Thursday, October 21, 2010

BIRD FEEDING – SHOULD WE DO IT?




In North America, more people feed birds than ever before. The number of bird feeders is surely in the millions all across the continent. In some urban and suburban neighborhoods, it seems as if most yards have a feeder or two. However, any quick survey will show that some of them have not been recently replenished. Bird feeding has its aficionados, but not all of them are passionate about it.

So many people feed birds that a cottage industry of feeders and food types has sprung up. A trip to the nearest Wild Birds Unlimited store will make that clear. Seed feeders are among the most common, with a wide variety of seeds, especially millet and sunflower seeds. Look at the ingredients of a bag of some of the fancier seed mixes sometime to see the breadth.

Suet is another ingredient in the cuisine served in many a yard. This fat-based item has always been especially favored by birds during the low temperatures of winter, but there are now many “no-melt” types that provide food during the heat of summer as well. You can get suet now with just about anything in it, from raisins to insect parts. Suet diversity follows the evolutionary pathway common to all of our consumer items, although it’s not clear how much difference all these additives make to the birds.

Presumably most people who feed birds are sympathetic to animals and nature, and surely the majority are environmentalists. But as such, shouldn’t we be thinking about what effects we are having on the birds and the environment? What are the pros and cons of bird feeding?

It strikes me that there are really two positive aspects of bird feeding. First, we are supporting bird populations (or at least individual birds). This is probably not very important during the summer or at any time when there is plenty of natural food available. Most birds live in places that furnish sufficient food and adjust their migratory behavior to the availability of food.

Dataset section

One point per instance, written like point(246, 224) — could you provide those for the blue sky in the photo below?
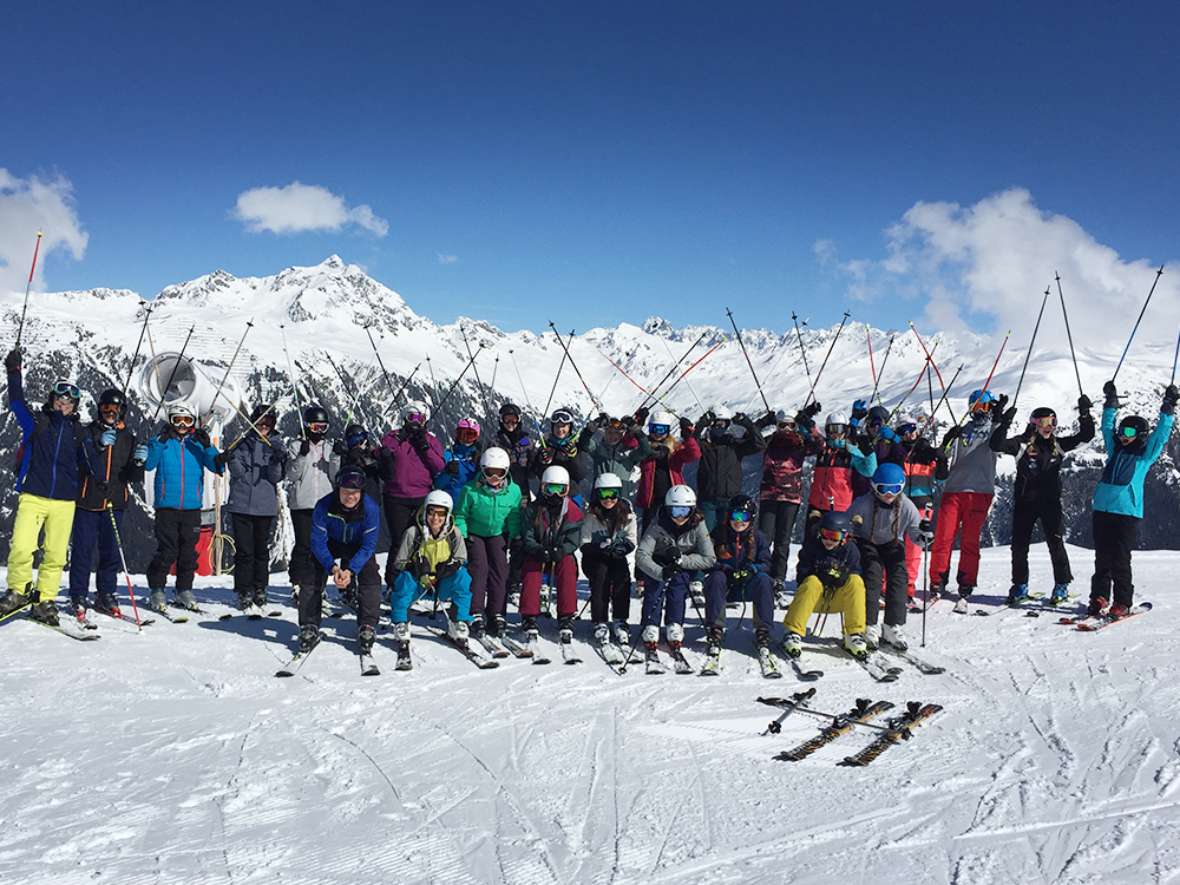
point(590, 163)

Given instruction 1
In the bird feeding post, which two kinds of seed are named as especially common in seed feeders?
Given instruction 2
Please set down the part of the bird feeding post that opens with the words containing "Thursday, October 21, 2010" and closes with "see the breadth.".
The listing has no connection to the bird feeding post.

Worked solution 1
Millet and sunflower seeds.

Worked solution 2
Thursday, October 21, 2010

BIRD FEEDING – SHOULD WE DO IT?




In North America, more people feed birds than ever before. The number of bird feeders is surely in the millions all across the continent. In some urban and suburban neighborhoods, it seems as if most yards have a feeder or two. However, any quick survey will show that some of them have not been recently replenished. Bird feeding has its aficionados, but not all of them are passionate about it.

So many people feed birds that a cottage industry of feeders and food types has sprung up. A trip to the nearest Wild Birds Unlimited store will make that clear. Seed feeders are among the most common, with a wide variety of seeds, especially millet and sunflower seeds. Look at the ingredients of a bag of some of the fancier seed mixes sometime to see the breadth.